_Task objective_
Counting task for the data below: how many lines hold the word "banner"? Answer with the number only.

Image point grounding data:
::::::

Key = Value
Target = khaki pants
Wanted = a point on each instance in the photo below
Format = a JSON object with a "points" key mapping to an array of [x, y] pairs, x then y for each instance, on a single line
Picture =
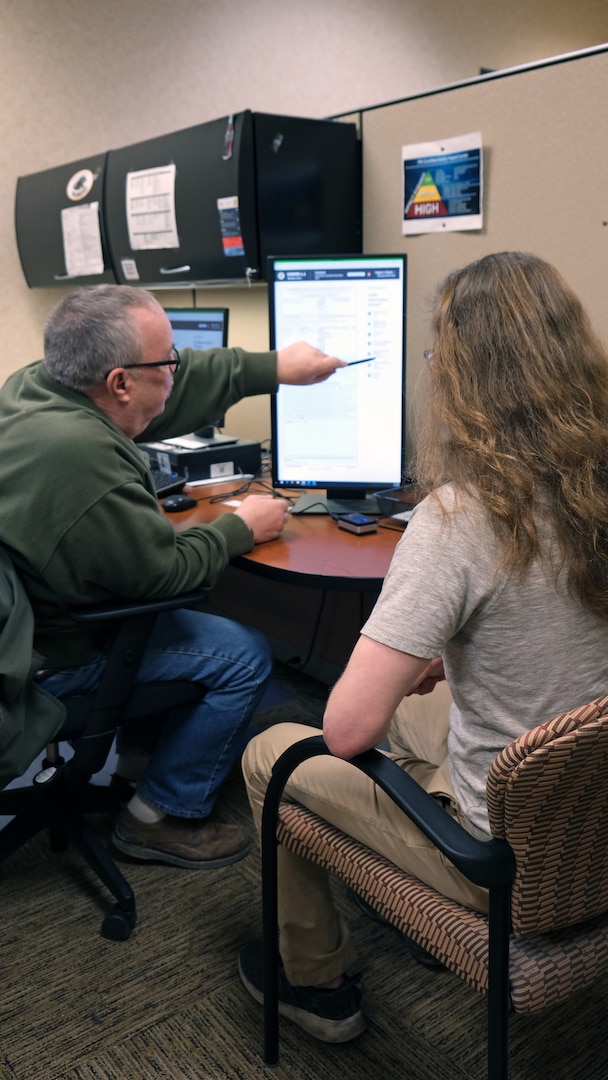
{"points": [[314, 940]]}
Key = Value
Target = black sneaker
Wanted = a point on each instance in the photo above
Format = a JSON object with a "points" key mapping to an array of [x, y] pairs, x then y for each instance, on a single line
{"points": [[416, 950], [328, 1015]]}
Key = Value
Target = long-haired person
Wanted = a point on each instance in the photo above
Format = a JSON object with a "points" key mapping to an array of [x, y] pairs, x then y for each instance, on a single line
{"points": [[492, 618]]}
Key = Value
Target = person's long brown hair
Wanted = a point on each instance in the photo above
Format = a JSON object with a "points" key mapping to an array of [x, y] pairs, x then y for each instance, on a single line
{"points": [[517, 414]]}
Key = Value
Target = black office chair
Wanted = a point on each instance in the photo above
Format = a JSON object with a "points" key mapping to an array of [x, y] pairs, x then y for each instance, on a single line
{"points": [[62, 794]]}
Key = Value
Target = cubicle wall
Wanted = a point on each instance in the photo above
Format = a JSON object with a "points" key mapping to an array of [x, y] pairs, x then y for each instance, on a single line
{"points": [[545, 179]]}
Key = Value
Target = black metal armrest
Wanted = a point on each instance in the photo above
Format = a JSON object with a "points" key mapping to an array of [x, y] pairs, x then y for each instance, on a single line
{"points": [[485, 862], [122, 609]]}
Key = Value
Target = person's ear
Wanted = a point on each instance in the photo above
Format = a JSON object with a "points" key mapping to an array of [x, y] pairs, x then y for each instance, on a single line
{"points": [[118, 383]]}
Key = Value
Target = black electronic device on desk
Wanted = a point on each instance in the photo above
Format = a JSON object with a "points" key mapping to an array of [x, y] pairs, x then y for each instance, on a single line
{"points": [[201, 459], [340, 441]]}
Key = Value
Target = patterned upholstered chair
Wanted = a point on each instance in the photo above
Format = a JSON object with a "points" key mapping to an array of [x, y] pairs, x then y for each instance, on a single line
{"points": [[546, 871]]}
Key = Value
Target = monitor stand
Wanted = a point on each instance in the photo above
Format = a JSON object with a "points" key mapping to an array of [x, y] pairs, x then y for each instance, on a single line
{"points": [[318, 502]]}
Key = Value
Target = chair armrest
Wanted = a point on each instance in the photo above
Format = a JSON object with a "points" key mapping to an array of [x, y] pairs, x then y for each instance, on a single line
{"points": [[122, 609], [485, 862]]}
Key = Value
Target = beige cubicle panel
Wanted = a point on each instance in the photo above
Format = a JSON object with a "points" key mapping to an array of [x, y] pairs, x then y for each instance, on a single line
{"points": [[545, 179]]}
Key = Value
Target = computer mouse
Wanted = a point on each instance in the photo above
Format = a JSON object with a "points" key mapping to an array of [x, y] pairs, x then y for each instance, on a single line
{"points": [[174, 503]]}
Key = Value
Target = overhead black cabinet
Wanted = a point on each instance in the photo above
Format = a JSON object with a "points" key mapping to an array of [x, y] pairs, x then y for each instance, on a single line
{"points": [[212, 202], [59, 225]]}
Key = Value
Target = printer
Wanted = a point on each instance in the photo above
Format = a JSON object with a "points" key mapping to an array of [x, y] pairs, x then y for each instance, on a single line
{"points": [[198, 458]]}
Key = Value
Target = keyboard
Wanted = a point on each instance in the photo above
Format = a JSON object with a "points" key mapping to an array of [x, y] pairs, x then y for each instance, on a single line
{"points": [[166, 483]]}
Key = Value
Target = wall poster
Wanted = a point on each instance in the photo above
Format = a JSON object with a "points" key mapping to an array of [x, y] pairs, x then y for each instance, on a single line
{"points": [[443, 185]]}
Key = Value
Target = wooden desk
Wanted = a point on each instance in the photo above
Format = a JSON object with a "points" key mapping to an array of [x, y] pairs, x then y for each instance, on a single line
{"points": [[311, 551], [314, 626]]}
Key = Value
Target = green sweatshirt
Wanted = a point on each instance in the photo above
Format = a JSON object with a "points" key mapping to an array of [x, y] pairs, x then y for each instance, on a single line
{"points": [[79, 510]]}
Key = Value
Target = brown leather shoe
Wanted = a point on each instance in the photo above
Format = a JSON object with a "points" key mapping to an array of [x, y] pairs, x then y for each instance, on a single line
{"points": [[194, 842]]}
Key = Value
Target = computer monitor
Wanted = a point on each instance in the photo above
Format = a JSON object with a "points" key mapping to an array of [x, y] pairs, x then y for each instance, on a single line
{"points": [[342, 440], [200, 328]]}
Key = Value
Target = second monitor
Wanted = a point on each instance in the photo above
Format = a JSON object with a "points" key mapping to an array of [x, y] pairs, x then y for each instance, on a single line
{"points": [[200, 328], [342, 440]]}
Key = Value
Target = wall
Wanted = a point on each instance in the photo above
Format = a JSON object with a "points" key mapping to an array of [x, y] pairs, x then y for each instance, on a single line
{"points": [[544, 181], [78, 77]]}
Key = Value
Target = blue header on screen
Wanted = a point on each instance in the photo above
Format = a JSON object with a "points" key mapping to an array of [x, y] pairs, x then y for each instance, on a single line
{"points": [[199, 327]]}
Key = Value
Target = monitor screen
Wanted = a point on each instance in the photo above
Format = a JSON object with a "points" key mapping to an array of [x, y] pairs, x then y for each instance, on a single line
{"points": [[200, 328], [342, 440]]}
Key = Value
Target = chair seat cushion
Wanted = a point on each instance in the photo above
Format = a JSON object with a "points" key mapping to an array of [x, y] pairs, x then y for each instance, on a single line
{"points": [[543, 970]]}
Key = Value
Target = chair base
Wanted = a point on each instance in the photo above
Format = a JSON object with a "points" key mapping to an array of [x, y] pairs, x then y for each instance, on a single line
{"points": [[59, 809]]}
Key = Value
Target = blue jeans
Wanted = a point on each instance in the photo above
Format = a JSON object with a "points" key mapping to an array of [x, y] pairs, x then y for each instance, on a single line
{"points": [[199, 743]]}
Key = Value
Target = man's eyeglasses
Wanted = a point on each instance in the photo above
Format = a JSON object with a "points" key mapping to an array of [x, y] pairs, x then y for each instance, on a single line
{"points": [[173, 362]]}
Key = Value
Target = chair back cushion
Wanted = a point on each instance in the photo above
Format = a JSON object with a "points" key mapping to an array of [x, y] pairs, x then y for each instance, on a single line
{"points": [[548, 796]]}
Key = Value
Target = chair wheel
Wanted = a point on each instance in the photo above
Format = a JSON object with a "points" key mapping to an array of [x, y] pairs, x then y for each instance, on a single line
{"points": [[117, 925]]}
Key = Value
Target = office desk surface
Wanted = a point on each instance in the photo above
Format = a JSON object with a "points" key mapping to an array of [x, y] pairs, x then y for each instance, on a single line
{"points": [[311, 551]]}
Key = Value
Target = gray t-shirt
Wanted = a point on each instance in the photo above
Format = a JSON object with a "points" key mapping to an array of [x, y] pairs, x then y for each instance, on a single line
{"points": [[515, 652]]}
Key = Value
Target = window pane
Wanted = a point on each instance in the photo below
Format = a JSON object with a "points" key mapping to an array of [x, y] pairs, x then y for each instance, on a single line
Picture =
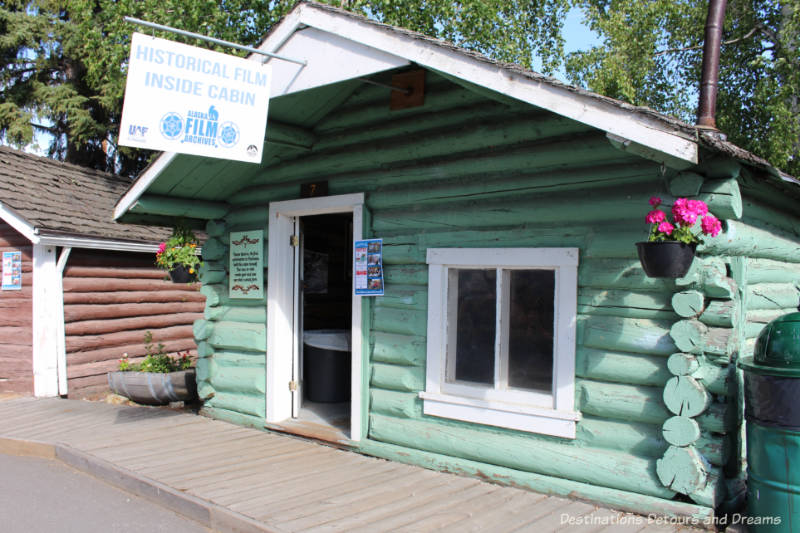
{"points": [[530, 343], [475, 332]]}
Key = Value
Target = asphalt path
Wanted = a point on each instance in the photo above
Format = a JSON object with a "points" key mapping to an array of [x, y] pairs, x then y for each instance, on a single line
{"points": [[47, 496]]}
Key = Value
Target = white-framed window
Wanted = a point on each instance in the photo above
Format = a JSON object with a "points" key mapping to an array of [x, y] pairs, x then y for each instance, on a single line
{"points": [[501, 337]]}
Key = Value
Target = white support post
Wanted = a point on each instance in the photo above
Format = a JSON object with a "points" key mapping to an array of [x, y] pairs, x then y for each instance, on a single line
{"points": [[45, 321], [61, 337]]}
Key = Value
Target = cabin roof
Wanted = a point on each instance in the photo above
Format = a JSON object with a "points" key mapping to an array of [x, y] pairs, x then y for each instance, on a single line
{"points": [[342, 49], [55, 201]]}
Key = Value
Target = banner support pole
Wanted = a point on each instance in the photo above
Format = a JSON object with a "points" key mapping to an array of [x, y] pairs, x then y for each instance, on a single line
{"points": [[214, 40]]}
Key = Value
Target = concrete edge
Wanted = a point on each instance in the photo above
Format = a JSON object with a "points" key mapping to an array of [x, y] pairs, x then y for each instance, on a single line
{"points": [[208, 514], [27, 448]]}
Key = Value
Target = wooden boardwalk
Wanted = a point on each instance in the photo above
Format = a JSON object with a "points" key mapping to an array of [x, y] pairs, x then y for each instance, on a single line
{"points": [[287, 484]]}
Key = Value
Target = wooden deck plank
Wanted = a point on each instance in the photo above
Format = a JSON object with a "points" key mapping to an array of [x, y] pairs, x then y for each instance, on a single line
{"points": [[520, 503]]}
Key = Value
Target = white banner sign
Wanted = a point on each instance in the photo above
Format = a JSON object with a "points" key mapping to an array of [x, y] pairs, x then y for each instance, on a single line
{"points": [[180, 98]]}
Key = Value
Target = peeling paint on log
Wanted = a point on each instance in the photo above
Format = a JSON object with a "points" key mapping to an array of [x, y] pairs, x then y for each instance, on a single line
{"points": [[684, 396]]}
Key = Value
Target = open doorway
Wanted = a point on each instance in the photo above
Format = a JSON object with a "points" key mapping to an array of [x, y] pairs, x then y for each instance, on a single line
{"points": [[325, 322], [308, 302]]}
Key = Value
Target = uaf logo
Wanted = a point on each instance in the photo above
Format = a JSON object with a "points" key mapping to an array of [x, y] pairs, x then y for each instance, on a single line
{"points": [[137, 133]]}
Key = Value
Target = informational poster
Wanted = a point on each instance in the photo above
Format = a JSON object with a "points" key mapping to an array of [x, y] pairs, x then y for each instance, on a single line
{"points": [[368, 266], [180, 98], [247, 264], [12, 271]]}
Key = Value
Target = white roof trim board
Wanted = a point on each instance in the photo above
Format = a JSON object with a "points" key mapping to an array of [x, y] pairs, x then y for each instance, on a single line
{"points": [[363, 47]]}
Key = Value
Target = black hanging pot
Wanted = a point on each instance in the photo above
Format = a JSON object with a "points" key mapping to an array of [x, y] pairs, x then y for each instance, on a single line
{"points": [[181, 274], [669, 259]]}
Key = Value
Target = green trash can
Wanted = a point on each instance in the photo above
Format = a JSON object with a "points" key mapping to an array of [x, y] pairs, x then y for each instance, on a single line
{"points": [[772, 411]]}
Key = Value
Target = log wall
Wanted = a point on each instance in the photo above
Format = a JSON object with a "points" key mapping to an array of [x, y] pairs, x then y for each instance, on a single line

::::::

_Answer to this exercise_
2